[WORK REQUEST] Set down the final part of the listing, which starts at the line containing "blue rash guard in this photo." and runs to the last line, exactly and completely.

=====

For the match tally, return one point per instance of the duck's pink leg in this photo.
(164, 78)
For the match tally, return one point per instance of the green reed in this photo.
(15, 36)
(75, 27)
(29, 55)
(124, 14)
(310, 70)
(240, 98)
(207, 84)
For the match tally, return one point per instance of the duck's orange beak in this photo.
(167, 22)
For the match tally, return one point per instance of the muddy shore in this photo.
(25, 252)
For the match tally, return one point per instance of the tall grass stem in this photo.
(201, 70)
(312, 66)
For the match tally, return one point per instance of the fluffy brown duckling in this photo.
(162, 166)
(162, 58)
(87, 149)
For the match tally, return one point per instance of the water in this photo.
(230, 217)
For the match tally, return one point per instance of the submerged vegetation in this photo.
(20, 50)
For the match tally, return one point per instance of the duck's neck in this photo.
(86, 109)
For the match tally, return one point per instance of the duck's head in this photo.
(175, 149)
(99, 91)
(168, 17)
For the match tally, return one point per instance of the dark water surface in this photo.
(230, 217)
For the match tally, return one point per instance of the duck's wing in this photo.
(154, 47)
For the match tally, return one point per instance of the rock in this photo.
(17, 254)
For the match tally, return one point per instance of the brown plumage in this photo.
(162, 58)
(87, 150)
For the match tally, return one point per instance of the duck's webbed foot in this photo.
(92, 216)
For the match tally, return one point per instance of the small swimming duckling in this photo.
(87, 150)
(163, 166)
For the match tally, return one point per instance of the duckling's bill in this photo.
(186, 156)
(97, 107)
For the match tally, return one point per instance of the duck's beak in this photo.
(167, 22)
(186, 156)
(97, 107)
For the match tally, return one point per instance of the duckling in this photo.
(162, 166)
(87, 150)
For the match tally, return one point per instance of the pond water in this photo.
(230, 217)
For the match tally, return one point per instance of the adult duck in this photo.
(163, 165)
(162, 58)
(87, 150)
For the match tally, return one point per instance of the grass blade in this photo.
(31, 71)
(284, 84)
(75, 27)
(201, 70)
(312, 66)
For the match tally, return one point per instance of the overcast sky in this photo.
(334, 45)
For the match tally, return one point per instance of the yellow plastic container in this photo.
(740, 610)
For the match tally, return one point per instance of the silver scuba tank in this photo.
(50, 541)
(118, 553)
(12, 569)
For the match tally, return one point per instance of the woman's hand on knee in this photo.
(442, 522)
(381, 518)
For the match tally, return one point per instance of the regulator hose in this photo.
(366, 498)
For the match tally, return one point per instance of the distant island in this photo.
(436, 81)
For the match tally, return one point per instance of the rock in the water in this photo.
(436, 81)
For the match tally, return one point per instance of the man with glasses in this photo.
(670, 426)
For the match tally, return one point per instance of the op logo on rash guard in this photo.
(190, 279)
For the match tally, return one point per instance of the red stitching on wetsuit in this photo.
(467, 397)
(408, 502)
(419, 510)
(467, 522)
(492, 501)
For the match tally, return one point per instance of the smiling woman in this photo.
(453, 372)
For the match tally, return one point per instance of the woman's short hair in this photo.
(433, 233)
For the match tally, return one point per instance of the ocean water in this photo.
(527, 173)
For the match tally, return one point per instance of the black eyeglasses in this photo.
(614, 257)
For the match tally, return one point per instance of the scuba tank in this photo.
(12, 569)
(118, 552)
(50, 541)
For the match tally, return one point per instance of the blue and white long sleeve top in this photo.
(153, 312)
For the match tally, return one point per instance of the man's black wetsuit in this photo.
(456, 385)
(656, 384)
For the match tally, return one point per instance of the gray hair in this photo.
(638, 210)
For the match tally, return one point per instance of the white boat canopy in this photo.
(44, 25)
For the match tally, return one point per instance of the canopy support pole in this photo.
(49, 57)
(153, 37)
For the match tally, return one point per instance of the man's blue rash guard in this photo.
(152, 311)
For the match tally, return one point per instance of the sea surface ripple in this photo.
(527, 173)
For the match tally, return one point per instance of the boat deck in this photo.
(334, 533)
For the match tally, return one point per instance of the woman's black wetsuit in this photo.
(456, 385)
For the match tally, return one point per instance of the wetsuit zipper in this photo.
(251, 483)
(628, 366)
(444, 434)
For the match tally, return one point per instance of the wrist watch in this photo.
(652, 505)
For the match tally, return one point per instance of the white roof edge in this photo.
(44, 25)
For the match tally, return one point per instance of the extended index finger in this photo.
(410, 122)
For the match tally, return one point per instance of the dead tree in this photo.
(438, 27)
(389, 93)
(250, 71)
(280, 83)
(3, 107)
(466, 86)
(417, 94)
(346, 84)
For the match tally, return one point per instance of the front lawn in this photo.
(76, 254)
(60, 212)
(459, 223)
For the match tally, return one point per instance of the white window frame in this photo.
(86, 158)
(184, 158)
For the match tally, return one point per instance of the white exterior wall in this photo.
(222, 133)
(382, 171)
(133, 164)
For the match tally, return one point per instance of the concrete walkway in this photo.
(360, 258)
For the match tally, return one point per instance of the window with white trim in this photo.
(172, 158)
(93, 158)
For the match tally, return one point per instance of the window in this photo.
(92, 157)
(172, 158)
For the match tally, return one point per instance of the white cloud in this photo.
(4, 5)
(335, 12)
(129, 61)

=====

[REPLY]
For the match tally, return one point per instance of the man's blue rash guard in this photo.
(152, 311)
For the match tally, return one point per instance of the sea surface ripple in this photo.
(527, 173)
For the match tally, return one point per instance of the boat deck in this photo.
(334, 533)
For the match tally, return one point per instance of the woman's black wetsuit in this photo.
(456, 385)
For the match tally, return one point per instance of the wetsuit zipper in this photo.
(251, 483)
(628, 366)
(444, 434)
For the match tally, return one point per instance of the wrist watch in this photo.
(652, 505)
For the match tally, return one point per instance of the white roof edge in this photo.
(44, 25)
For the match tally, return one point per instance of the extended index finger in this photo.
(410, 122)
For the match tally, return one point per instance of the dead tree in this photo.
(438, 27)
(389, 93)
(250, 71)
(280, 83)
(3, 107)
(466, 86)
(417, 94)
(346, 84)
For the match tally, return one point per instance of the front lawn in this photo.
(76, 254)
(60, 212)
(459, 223)
For the match tally, return one point per instance of the white window frame in this photo.
(86, 158)
(184, 158)
For the match tally, return one point per instance of the white exterior wall in this photo.
(222, 133)
(382, 171)
(133, 164)
For the match tally, return one point per instance of the concrete walkway in this photo.
(360, 258)
For the match tally, return one point per instance of the window with white trim in this photo.
(172, 158)
(93, 158)
For the match tally, return one point per instance of the window in this photo.
(92, 157)
(172, 158)
For the match tally, return one point per instance of the white cloud in this photo.
(4, 5)
(335, 12)
(129, 61)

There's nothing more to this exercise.